# 5.5G Rimless River Jungle



## OiZO (Feb 2, 2010)

cant wait to see more.


----------



## AkCrimson (Dec 17, 2009)

So I apologize for the quality, my boyfriend is borrowing the SLR at the moment! I took these with my phone. 

Tinkered around a bit at lunch. Mostly wanted to get pics of the hardscape to see what you guys thought of the layout. The rocks in the middle are a sandy mess due to me stirring things about with planting.



















lol, just realized that if you look reeeeally close, you can see my bird Penny in the reflection of the tank, watching me.


----------



## AkCrimson (Dec 17, 2009)

I promise I will get some good pics soon!! Okay so I planted most of everything else. I like it, but I am still not sure about the hardscape. I want to move the driftwood but it's precariously tied down and I don't want to start knocking plants out either. 

I've got some hairgrass and lilaeopsis that needs planting. Do you think I should put it in this tank? Or should I leave it "open" in the front?



















I also need to do some trimming on the filter tubes, they are much too long for this tank. Need to find the dremel!


----------



## isu712 (Jan 11, 2008)

Leave it open.


----------



## AkCrimson (Dec 17, 2009)

Having a bit of a hard time getting the stubborn crypts to stay in the sand! It's so fine that even the current from the filter is uprooting them. I could plant them deeper but you're not supposed to do that with crypts, are you?

Ideas?


----------



## oldpunk78 (Nov 1, 2008)

just plant them deep enough so that they don't uproot. they'll be fine.


----------



## TLE041 (Jan 16, 2010)

Looks like you're off to a good start. 

Personally, I'd remove some (or most) of the leafy plants in the background and plant hairgrass there instead. Right now it looks a little heavy.


----------



## Erin8D (Jul 24, 2010)

It looks stunning! I would leave everything how it is atm What are the other two tanks?


----------



## Erin8D (Jul 24, 2010)

That looks really nice so far. I've been searching around for some inspiration for my 6.6 gall bookshelf  FOUND IT!! Keep up the good work.

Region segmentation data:
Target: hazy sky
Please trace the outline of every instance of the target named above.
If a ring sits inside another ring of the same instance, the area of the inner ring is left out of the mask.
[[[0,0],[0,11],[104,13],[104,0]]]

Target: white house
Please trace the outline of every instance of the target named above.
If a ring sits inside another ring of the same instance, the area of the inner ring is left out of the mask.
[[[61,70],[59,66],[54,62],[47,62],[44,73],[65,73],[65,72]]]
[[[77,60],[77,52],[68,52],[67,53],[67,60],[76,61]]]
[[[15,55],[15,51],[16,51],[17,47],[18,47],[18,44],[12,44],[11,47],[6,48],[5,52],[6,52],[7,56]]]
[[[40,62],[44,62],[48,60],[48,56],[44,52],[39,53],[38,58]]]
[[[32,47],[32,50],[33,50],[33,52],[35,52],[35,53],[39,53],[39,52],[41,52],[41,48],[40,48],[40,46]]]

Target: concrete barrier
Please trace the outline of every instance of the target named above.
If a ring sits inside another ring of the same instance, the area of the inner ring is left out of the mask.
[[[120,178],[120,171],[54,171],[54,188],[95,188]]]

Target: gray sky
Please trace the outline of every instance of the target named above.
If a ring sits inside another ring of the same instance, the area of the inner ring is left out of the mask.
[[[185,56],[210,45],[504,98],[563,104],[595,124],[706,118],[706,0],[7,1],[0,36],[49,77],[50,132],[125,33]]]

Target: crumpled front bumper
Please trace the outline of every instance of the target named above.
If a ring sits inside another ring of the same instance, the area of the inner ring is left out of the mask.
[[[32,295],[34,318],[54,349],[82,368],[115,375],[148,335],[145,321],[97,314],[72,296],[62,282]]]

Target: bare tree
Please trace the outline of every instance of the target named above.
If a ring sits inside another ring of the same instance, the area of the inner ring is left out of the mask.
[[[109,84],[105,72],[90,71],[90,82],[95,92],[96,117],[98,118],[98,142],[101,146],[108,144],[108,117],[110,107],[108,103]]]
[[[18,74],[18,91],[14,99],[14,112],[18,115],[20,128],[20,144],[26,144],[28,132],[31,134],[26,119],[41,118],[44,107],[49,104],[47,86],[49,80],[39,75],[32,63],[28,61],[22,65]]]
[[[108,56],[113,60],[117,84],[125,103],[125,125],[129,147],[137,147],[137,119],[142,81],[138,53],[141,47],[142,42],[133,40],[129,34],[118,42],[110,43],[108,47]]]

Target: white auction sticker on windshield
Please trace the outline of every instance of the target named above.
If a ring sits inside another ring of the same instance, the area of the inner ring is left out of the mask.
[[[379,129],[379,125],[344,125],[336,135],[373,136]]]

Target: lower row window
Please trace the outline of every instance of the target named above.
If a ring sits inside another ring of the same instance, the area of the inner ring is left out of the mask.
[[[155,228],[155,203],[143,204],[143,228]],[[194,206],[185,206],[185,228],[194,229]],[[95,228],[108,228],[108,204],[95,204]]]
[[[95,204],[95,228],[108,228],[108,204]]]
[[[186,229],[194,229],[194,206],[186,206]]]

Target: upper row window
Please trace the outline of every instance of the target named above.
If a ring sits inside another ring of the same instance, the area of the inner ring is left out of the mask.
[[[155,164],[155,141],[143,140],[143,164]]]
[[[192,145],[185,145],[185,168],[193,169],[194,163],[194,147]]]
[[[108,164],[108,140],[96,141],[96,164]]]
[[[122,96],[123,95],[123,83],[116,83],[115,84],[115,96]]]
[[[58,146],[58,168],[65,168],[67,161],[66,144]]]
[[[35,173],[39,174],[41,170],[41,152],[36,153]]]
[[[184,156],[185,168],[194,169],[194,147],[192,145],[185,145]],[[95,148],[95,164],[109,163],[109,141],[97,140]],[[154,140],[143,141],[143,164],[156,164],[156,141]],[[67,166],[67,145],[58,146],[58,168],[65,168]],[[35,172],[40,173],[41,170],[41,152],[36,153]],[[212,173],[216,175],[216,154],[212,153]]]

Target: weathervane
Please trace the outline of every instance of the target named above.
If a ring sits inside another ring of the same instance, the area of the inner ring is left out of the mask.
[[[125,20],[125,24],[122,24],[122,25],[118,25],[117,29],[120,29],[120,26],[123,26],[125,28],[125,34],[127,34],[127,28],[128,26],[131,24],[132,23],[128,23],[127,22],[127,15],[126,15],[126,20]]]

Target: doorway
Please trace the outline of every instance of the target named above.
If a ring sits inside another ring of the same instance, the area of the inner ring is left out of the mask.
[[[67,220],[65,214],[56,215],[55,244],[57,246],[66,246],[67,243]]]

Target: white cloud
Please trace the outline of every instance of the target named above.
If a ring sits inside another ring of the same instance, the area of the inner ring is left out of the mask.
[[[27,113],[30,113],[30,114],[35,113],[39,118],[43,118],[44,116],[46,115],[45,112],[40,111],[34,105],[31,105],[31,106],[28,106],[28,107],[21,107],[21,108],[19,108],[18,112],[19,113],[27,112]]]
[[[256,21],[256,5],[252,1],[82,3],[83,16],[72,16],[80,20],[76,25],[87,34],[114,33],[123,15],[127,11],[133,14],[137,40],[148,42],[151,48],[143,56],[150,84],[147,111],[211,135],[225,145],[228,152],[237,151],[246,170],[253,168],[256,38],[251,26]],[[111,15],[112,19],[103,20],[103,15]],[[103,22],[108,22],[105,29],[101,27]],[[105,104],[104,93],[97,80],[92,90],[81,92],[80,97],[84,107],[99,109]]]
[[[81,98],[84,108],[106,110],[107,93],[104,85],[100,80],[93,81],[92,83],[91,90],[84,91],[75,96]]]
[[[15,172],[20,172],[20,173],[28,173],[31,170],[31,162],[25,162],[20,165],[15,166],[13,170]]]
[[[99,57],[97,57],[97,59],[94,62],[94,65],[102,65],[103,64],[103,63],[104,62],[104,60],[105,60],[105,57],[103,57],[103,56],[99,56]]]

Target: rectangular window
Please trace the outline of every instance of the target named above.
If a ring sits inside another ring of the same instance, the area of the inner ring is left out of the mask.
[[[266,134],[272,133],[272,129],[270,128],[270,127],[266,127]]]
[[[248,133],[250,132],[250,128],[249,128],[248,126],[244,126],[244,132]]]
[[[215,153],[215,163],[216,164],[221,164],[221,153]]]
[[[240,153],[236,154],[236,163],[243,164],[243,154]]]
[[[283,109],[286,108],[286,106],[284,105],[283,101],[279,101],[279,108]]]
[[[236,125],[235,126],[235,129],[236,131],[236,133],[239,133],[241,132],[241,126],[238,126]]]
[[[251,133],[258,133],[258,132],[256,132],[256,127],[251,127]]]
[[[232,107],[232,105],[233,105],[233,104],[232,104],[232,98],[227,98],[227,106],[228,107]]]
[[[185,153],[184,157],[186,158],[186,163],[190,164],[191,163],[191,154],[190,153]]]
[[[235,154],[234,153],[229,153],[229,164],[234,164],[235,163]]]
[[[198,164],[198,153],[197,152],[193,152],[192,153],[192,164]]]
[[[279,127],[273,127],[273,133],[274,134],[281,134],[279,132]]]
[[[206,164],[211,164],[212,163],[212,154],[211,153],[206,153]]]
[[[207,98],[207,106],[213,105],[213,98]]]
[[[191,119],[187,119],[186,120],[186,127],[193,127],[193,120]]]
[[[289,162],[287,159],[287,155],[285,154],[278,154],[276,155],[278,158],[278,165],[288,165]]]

#### Exercise instructions
a - Output the aquarium thread word for word, in its entirety.
b - Return, exactly as they appear, the lines of the entries from the very first line through the line containing "[[[0,0],[0,11],[104,13],[104,0]]]", both ends included, and nothing else.

#### Answers to the exercise
a -
# 5.5G Rimless River Jungle



## OiZO (Feb 2, 2010)

cant wait to see more.


----------



## AkCrimson (Dec 17, 2009)

So I apologize for the quality, my boyfriend is borrowing the SLR at the moment! I took these with my phone. 

Tinkered around a bit at lunch. Mostly wanted to get pics of the hardscape to see what you guys thought of the layout. The rocks in the middle are a sandy mess due to me stirring things about with planting.



















lol, just realized that if you look reeeeally close, you can see my bird Penny in the reflection of the tank, watching me.


----------



## AkCrimson (Dec 17, 2009)

I promise I will get some good pics soon!! Okay so I planted most of everything else. I like it, but I am still not sure about the hardscape. I want to move the driftwood but it's precariously tied down and I don't want to start knocking plants out either. 

I've got some hairgrass and lilaeopsis that needs planting. Do you think I should put it in this tank? Or should I leave it "open" in the front?



















I also need to do some trimming on the filter tubes, they are much too long for this tank. Need to find the dremel!


----------



## isu712 (Jan 11, 2008)

Leave it open.


----------



## AkCrimson (Dec 17, 2009)

Having a bit of a hard time getting the stubborn crypts to stay in the sand! It's so fine that even the current from the filter is uprooting them. I could plant them deeper but you're not supposed to do that with crypts, are you?

Ideas?


----------



## oldpunk78 (Nov 1, 2008)

just plant them deep enough so that they don't uproot. they'll be fine.


----------



## TLE041 (Jan 16, 2010)

Looks like you're off to a good start. 

Personally, I'd remove some (or most) of the leafy plants in the background and plant hairgrass there instead. Right now it looks a little heavy.


----------



## Erin8D (Jul 24, 2010)

It looks stunning! I would leave everything how it is atm What are the other two tanks?


----------



## Erin8D (Jul 24, 2010)

That looks really nice so far. I've been searching around for some inspiration for my 6.6 gall bookshelf  FOUND IT!! Keep up the good work.

b -
Target: hazy sky
Please trace the outline of every instance of the target named above.
If a ring sits inside another ring of the same instance, the area of the inner ring is left out of the mask.
[[[0,0],[0,11],[104,13],[104,0]]]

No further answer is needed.